> [Problem requirements] Scan the entries below and return each line that contains "blue".

━━━━━━━━━━━━━━━━

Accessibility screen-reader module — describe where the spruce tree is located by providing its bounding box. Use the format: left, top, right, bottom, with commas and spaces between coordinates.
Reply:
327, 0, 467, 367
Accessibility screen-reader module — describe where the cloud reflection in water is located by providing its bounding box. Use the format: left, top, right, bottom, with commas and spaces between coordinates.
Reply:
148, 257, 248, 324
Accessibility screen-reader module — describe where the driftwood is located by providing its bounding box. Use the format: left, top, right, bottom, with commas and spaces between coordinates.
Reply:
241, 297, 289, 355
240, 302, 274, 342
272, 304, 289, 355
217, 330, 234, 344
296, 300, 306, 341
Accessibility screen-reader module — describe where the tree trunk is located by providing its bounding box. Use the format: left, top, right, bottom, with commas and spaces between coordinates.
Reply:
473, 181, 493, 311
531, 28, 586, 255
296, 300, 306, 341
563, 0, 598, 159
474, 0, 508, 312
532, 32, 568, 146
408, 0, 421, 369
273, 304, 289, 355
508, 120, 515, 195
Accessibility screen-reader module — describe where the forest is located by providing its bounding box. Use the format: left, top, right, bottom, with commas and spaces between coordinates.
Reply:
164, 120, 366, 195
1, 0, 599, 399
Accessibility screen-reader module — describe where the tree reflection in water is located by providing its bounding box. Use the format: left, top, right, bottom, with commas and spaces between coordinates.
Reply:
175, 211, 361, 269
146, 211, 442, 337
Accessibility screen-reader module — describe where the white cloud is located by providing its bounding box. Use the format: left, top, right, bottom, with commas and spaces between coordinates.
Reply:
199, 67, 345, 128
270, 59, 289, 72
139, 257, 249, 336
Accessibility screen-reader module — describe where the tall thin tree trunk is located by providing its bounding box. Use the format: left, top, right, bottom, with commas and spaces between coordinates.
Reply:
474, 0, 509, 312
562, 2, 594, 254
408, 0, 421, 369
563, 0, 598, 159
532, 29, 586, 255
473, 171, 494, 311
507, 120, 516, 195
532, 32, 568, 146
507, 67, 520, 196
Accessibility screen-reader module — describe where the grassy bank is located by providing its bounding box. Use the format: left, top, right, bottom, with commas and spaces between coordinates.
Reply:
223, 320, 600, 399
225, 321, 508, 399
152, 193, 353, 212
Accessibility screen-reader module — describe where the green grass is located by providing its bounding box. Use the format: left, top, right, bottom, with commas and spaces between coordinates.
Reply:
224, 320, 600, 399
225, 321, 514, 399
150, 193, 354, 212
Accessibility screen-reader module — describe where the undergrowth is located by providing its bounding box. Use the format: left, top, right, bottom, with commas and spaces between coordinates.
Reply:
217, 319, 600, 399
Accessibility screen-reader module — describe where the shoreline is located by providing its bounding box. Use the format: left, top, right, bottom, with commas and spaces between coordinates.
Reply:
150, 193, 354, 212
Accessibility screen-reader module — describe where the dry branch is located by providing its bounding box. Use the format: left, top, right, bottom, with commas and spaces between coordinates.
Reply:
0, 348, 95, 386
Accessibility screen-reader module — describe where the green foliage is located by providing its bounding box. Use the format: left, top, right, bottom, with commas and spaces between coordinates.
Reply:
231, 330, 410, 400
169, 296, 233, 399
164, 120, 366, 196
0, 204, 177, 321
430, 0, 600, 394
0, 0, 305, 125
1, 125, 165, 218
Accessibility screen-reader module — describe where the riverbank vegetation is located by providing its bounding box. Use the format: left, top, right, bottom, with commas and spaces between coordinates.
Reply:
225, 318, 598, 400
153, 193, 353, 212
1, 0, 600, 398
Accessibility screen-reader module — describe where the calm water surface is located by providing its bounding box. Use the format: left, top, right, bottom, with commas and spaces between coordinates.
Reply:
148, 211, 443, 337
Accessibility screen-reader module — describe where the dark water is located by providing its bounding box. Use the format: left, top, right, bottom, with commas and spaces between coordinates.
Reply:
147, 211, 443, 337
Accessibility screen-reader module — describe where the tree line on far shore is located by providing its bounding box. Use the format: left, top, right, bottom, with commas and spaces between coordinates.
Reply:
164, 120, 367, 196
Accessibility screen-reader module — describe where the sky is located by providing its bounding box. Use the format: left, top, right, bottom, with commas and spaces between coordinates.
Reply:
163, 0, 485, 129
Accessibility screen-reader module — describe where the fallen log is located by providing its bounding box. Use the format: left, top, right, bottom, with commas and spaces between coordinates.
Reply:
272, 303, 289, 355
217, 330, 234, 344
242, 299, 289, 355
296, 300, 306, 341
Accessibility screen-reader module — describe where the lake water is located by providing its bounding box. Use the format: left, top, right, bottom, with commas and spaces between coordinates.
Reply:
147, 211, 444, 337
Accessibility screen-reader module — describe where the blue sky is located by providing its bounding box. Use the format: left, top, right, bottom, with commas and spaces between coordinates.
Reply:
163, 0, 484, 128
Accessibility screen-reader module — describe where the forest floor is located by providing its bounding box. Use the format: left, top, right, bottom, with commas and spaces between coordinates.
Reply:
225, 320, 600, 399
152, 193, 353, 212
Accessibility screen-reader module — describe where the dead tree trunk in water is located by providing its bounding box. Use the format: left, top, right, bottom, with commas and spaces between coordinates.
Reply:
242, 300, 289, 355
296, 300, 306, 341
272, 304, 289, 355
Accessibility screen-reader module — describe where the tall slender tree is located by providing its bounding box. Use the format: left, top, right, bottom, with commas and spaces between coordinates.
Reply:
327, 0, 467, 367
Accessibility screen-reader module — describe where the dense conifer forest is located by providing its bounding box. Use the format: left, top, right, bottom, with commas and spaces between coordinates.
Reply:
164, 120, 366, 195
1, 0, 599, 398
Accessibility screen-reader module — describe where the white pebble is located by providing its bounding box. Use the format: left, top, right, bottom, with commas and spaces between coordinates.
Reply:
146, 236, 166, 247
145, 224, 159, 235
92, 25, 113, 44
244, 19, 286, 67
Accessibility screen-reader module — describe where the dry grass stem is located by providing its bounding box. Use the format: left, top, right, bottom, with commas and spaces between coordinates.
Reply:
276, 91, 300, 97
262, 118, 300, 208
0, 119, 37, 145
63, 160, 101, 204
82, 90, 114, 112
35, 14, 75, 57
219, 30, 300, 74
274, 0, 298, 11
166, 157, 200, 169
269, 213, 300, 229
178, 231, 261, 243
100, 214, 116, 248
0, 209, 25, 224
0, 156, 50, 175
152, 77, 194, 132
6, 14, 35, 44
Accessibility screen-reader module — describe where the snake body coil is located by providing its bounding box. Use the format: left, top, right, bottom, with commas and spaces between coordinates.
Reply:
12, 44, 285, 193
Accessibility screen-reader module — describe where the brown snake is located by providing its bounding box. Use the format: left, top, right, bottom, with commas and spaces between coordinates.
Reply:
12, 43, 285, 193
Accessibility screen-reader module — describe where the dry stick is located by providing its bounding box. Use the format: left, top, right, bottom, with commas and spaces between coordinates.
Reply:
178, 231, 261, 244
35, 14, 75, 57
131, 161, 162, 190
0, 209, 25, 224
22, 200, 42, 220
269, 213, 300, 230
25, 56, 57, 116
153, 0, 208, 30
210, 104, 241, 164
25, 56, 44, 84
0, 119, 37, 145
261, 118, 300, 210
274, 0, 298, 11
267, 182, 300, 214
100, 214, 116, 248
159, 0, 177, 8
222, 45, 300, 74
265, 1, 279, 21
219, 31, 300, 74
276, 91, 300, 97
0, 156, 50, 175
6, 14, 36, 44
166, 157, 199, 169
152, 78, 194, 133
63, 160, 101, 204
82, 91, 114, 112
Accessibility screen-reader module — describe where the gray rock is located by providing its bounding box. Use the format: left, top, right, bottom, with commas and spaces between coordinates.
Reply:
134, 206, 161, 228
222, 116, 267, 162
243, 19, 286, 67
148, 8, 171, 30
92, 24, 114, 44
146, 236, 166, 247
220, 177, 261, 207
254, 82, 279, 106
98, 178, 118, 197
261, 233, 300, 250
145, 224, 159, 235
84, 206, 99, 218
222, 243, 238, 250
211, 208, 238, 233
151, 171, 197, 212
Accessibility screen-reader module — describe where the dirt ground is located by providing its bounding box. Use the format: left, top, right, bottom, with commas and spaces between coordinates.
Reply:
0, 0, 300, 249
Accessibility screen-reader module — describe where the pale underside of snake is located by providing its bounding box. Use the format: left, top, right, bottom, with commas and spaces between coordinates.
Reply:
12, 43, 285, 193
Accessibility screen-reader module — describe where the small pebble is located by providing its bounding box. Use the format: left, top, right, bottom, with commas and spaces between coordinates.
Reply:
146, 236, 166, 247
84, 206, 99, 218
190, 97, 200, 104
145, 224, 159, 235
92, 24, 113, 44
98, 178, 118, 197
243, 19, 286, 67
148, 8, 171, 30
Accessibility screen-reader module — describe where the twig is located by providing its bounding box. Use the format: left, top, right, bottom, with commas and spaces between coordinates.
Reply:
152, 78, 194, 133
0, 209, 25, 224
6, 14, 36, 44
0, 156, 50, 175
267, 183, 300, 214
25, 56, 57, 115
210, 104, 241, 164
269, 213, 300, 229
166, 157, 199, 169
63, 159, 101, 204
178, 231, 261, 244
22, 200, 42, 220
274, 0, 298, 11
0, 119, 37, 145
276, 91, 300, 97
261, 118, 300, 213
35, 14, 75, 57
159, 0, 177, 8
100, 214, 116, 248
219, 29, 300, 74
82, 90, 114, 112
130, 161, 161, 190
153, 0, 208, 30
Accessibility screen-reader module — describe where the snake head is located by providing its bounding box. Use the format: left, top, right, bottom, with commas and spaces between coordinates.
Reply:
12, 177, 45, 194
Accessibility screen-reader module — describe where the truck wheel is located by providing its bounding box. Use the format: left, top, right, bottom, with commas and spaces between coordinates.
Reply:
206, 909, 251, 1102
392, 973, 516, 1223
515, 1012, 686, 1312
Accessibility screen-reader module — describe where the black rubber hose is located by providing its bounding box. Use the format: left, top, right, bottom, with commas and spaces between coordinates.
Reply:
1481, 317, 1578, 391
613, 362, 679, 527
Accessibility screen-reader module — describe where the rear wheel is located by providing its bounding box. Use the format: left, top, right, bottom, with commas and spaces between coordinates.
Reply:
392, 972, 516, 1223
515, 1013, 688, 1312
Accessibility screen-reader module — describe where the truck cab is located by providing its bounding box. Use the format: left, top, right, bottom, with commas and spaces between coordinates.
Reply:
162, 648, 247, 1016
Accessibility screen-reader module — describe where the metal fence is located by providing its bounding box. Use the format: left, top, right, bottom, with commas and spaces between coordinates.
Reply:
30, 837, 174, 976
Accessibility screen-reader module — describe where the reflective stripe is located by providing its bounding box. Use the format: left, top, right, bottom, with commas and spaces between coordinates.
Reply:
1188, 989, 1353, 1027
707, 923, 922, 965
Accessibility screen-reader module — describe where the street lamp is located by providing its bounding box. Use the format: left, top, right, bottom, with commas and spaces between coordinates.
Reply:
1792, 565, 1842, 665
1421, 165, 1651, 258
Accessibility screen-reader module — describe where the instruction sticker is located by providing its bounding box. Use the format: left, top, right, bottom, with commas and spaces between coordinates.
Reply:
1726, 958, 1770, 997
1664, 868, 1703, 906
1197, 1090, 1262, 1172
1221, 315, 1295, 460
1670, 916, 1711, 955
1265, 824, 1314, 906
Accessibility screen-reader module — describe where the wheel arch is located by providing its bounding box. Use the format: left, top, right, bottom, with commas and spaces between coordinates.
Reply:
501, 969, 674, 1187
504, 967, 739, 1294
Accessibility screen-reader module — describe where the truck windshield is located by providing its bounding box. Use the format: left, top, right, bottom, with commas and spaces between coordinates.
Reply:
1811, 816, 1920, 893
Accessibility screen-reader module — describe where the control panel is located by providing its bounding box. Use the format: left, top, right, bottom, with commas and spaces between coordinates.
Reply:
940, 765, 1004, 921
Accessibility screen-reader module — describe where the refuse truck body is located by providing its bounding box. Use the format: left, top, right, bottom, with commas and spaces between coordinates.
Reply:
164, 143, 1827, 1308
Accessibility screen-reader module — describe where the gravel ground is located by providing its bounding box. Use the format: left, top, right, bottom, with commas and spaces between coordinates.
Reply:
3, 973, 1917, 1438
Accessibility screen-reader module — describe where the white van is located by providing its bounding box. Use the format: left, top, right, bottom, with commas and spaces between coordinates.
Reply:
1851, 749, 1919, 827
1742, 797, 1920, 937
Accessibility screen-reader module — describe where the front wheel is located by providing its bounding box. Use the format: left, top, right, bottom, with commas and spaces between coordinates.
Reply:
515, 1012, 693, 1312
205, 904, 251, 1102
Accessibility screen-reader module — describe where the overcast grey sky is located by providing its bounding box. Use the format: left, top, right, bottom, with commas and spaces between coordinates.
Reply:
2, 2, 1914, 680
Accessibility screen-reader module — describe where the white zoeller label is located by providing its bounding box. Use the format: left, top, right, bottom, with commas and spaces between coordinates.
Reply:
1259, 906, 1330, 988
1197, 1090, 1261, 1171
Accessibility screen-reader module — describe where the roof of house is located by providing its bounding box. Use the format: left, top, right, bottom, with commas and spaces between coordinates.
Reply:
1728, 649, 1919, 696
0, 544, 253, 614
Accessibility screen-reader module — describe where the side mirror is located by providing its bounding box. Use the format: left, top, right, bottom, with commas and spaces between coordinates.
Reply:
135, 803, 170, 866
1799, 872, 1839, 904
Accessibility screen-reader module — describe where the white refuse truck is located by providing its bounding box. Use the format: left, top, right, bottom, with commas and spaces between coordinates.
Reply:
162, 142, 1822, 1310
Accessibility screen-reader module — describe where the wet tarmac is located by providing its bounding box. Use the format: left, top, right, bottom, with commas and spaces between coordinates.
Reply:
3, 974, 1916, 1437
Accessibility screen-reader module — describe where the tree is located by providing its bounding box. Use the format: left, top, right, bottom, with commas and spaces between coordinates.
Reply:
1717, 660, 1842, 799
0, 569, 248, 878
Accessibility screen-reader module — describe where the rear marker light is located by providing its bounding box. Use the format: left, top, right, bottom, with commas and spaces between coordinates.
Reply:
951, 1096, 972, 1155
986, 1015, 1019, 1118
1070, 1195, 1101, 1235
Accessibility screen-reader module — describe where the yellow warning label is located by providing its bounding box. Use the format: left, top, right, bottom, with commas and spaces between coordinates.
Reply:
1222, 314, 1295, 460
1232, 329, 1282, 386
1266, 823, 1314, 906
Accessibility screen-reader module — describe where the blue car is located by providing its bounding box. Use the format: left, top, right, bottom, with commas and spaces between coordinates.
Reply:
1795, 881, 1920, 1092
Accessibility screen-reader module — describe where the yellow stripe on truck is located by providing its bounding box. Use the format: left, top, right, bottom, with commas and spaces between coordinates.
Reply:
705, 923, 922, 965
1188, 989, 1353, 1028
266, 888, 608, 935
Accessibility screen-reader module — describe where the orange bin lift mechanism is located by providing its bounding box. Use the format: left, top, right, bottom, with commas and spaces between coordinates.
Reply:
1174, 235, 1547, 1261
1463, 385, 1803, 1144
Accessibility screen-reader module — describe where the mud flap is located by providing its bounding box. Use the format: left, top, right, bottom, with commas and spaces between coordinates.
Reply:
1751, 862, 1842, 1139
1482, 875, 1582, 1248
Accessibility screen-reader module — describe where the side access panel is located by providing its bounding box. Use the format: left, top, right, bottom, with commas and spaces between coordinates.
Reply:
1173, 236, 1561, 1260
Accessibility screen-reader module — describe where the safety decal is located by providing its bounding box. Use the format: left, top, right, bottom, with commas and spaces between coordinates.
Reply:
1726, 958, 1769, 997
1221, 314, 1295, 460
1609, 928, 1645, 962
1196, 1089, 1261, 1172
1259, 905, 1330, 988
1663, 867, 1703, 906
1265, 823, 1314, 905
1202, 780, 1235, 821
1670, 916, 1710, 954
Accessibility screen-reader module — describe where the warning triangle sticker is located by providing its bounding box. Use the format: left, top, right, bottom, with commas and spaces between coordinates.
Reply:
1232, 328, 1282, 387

━━━━━━━━━━━━━━━━

> [Task answer]
Accessibility screen-reader module — describe where the blue sky is located by providing its bounding box. Use the format: left, top, right, bottom, with commas and spaces between coordinates.
Accessibility screen-reader module — describe where the blue car is located by providing its bounding box. Use the format: left, top, right, bottom, with commas and spaces between coordinates.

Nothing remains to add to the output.